Segment Start: Record excerpts
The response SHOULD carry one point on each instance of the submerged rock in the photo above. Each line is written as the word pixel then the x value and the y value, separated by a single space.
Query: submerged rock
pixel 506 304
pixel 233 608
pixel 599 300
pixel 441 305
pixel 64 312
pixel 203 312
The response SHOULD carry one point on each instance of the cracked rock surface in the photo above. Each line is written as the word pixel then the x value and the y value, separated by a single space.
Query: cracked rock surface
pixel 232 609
Segment End: Record excerpts
:: Problem details ::
Gather each line of the listing that holds the string "photo".

:: Answer for this exercise ::
The response SHOULD carry one point on each instance of the submerged rock in the photo above. Each line is written as the word pixel then the x value and the y value, separated by a single space.
The response SHOULD carry one point on each instance of the cracked rock surface in the photo above. Each line is written as the word pixel then the x value and the y value, separated by a single space.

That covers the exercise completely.